In its Rule 12(b)(1) Motion to Dismiss, Timepayment argued that, even assuming the disclosures did not comply with the CLA provisions or its pertinent regulations, Taylor's claim must fail because Taylor lacks standing under Article III of the United States Constitution. U.S. Const. Art. III, § 2. Specifically, Timepayment argued that Taylor failed to state an injury in fact.
Here, Timepayment's Rule 12(b)(1) Motion to Dismiss attacks the Complaint on its face, asserting that the complaint fails to state a claim upon which subject-matter jurisdiction can lie. See Int'l Longshoremen's Ass'n, 914 F. Supp. at 1338; see also Adams, 697 F.2d at 1219. In such a challenge, a court assumes the truth of the facts alleged by plaintiff, thereby functionally affording the plaintiff the same procedural protection he or she would receive under Rule 12(b)(6) consideration. See Int'l Longshoremen's Ass'n, 914 F. Supp. at 1338; also Beck v. McDonald, 848 F.3d at 270.
To establish Article III standing, a plaintiff must show that she or he "(1) suffered an injury in fact, (2) that is fairly traceable to the challenged conduct of the defendant, and (3) that is likely to be redressed by a favorable judicial outcome." Spokeo, 136 S. Ct. at 1547 (citing Lujan, 504 U.S. at 560-61).
Applying then-existing case law, the R&R ultimately concluded that Count I failed because, even assuming that Timepayment violated the CLA provisions, Taylor "failed to allege how any deficiencies with the disclosures deceived him or left him oblivious to the true cost of the lease—the type of injury that Congress intended the CLA to prevent." (R&R 12 (citing Cottle v. Monitech, Inc., No. 7:17cv137, 2017 WL 6519024 (E.D. N.C. Dec. 20, 2017), aff'd, 733 F. App'x 136 (4th Cir. 2018) (affirming, per curium, the district court)). Given the Fourth Circuit's most recent evaluation of standing in Curtis, and for the reasons stated below, the Court concludes that the CLA disclosure count (Count I) survives the Rule 12(b)(1) challenge.
B. Legal Standard: Standing
The Fourth Circuit has reiterated that a substantive statutory violation may, without more, confer standing to an injured party. Curtis, 915 F.3d at 241. As to procedural violations, in Spokeo, the Supreme Court discussed the manner in which a plaintiff must allege "injury in fact" to establish standing for what courts call a "procedural violation" of statutory requirements. The Supreme Court confirmed that, to establish an injury in fact, a plaintiff must demonstrate that she or he suffered "'an invasion of a legally protected interest' that is 'concrete and particularized' and 'actual or imminent, not conjectural or hypothetical.'" Spokeo, 136 S. Ct. at 1548 (quoting Lujan, 504 U.S. at 560). In doing so, the Spokeo court refined standing law by defining "particularized" and "concrete" with specificity.

> Data entries:
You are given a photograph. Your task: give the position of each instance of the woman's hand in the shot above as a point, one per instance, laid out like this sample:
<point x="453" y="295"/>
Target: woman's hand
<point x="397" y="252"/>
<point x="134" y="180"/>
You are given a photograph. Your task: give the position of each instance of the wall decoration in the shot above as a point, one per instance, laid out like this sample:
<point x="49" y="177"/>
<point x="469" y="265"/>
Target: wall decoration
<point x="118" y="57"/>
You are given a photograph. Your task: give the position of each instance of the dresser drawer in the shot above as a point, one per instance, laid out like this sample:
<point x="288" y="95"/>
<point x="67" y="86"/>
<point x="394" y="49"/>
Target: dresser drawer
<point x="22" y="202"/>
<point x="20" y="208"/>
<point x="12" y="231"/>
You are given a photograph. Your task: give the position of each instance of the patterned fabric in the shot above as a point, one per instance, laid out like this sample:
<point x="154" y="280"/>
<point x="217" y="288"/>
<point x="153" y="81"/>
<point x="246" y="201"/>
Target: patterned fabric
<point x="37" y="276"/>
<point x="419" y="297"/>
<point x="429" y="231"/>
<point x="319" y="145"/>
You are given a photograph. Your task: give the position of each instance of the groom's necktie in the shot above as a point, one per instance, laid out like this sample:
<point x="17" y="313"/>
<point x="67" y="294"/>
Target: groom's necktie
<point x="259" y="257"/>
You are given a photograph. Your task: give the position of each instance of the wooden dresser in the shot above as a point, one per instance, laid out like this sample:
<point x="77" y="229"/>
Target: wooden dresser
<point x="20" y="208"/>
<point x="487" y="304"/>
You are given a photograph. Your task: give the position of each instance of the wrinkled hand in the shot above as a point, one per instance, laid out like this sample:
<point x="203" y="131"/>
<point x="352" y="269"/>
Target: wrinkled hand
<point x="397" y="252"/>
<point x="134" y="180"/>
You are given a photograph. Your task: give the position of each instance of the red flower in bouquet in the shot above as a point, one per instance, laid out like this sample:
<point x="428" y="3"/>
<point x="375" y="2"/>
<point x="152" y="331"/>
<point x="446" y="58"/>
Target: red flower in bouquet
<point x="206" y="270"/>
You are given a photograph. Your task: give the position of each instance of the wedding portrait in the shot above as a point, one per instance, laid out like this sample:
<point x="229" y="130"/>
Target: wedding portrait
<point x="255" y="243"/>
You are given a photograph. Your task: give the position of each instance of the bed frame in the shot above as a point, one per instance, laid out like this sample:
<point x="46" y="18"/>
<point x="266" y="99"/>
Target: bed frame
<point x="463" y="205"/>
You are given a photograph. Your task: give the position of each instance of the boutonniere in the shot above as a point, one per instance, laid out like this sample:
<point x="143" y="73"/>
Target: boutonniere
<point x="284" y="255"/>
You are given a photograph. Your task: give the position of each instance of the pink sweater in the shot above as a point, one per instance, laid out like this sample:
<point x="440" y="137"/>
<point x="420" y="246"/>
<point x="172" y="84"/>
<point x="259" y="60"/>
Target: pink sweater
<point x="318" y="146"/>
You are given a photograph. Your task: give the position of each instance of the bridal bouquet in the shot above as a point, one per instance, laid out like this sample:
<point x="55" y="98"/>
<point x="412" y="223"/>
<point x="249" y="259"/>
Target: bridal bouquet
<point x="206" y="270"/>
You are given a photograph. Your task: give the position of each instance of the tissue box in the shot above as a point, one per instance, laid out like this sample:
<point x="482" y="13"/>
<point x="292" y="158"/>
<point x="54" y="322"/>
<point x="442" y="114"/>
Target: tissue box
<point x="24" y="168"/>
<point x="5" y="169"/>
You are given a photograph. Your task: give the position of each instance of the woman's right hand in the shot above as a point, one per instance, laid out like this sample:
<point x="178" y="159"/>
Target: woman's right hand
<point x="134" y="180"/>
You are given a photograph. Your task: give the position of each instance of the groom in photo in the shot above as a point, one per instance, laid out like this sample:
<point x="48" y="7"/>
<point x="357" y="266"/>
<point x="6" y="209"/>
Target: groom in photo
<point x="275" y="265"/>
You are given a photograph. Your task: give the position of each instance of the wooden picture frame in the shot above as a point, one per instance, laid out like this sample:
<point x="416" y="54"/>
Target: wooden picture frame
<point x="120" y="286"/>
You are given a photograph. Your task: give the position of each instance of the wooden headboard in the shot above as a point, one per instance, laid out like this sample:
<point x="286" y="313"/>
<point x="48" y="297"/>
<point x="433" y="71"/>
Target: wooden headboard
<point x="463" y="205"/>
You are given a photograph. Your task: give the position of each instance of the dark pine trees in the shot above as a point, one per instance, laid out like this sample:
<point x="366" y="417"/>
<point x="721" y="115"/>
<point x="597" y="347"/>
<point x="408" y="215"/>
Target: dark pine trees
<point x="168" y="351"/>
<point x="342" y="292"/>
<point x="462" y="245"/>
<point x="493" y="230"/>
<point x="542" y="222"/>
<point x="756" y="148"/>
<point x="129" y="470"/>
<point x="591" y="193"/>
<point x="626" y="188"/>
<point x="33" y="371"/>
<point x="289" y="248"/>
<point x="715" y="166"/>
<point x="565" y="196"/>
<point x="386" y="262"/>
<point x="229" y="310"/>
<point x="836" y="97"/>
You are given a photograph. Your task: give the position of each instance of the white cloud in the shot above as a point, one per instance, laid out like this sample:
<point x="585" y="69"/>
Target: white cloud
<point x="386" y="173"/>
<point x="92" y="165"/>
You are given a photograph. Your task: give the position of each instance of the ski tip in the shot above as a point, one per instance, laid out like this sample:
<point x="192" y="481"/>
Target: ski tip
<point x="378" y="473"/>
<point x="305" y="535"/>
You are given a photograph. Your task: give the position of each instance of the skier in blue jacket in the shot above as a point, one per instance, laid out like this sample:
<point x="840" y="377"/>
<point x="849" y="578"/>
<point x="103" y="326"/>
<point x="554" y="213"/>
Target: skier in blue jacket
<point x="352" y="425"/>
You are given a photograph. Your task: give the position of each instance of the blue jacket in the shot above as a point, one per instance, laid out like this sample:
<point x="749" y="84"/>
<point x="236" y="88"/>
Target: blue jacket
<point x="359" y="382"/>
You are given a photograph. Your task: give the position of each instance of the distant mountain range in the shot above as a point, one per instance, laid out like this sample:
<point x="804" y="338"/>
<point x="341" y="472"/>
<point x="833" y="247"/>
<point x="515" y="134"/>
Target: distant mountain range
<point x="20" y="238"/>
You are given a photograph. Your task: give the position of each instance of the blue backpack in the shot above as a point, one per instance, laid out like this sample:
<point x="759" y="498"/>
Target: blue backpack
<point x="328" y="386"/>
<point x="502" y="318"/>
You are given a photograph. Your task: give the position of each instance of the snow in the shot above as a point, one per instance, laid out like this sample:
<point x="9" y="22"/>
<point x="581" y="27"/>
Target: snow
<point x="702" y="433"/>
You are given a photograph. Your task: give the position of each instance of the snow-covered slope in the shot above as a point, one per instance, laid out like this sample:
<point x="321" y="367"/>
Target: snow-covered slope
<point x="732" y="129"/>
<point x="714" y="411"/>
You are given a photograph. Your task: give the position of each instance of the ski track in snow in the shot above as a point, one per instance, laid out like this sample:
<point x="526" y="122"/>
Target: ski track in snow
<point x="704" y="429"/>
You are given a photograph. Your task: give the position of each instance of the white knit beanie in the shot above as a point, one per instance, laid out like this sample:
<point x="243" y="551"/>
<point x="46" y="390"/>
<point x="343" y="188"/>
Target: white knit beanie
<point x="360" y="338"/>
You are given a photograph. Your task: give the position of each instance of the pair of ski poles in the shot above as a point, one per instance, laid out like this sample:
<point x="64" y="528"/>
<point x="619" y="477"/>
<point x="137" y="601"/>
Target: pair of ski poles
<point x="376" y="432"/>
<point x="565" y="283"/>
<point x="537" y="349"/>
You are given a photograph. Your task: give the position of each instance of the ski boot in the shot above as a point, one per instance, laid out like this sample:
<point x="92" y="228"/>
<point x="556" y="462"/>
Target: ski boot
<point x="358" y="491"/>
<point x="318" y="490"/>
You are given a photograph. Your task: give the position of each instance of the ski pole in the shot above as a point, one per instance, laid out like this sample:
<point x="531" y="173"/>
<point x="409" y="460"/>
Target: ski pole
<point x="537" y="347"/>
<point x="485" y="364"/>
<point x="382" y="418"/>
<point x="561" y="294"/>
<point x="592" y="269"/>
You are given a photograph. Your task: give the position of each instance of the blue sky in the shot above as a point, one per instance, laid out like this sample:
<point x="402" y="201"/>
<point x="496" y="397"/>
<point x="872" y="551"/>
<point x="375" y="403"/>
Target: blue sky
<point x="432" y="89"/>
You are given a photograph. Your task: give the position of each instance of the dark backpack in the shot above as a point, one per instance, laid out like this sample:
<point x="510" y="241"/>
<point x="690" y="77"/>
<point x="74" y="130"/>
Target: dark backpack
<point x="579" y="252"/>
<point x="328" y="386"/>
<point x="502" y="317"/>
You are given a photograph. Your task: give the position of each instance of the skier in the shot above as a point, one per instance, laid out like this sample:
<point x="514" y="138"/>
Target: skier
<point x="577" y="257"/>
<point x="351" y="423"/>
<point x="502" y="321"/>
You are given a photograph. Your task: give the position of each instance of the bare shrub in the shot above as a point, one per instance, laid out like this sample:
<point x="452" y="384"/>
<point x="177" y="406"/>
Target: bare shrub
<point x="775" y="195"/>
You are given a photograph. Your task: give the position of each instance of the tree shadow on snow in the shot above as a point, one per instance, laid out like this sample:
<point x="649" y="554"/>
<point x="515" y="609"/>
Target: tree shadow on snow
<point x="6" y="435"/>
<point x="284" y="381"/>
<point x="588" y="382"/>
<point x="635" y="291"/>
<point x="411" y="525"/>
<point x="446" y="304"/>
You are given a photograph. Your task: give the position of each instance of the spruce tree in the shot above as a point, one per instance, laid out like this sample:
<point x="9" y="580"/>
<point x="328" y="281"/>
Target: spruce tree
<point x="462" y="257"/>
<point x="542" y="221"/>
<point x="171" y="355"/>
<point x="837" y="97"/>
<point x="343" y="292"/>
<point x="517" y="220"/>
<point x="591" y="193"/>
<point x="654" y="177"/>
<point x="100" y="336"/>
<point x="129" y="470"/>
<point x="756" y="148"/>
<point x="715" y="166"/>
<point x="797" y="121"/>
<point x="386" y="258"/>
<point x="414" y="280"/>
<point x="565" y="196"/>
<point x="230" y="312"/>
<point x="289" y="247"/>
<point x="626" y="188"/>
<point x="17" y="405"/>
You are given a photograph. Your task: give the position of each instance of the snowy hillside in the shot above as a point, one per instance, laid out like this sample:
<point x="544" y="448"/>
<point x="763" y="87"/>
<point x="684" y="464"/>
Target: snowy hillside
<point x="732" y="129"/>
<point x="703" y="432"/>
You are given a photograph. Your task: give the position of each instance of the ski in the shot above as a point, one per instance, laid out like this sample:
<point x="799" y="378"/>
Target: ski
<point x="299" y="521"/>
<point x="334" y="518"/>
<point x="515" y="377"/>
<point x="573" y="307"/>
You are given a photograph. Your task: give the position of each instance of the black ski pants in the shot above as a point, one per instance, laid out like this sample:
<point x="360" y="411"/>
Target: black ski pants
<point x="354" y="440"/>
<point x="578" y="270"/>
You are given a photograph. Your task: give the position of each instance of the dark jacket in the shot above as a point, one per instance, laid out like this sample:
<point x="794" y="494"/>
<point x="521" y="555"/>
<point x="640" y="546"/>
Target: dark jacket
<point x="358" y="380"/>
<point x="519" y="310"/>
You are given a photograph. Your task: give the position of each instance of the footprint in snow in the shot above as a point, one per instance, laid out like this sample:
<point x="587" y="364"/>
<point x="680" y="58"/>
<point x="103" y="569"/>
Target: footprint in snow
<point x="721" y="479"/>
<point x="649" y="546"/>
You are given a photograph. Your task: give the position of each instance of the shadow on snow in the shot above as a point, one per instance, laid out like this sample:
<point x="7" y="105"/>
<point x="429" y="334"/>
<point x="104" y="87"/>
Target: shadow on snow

> Problem to work on:
Using the court excerpt on Article III standing, answer:
1. Under which rule did Timepayment file its motion to dismiss?
2. Which case does the Court call the Fourth Circuit's most recent evaluation of standing?
3. Which three things must a plaintiff show to establish Article III standing?

> Task solution:
1. Rule 12(b)(1).
2. Curtis.
3. That the plaintiff suffered an injury in fact, that the injury is fairly traceable to the defendant's challenged conduct, and that it is likely to be redressed by a favorable judicial outcome.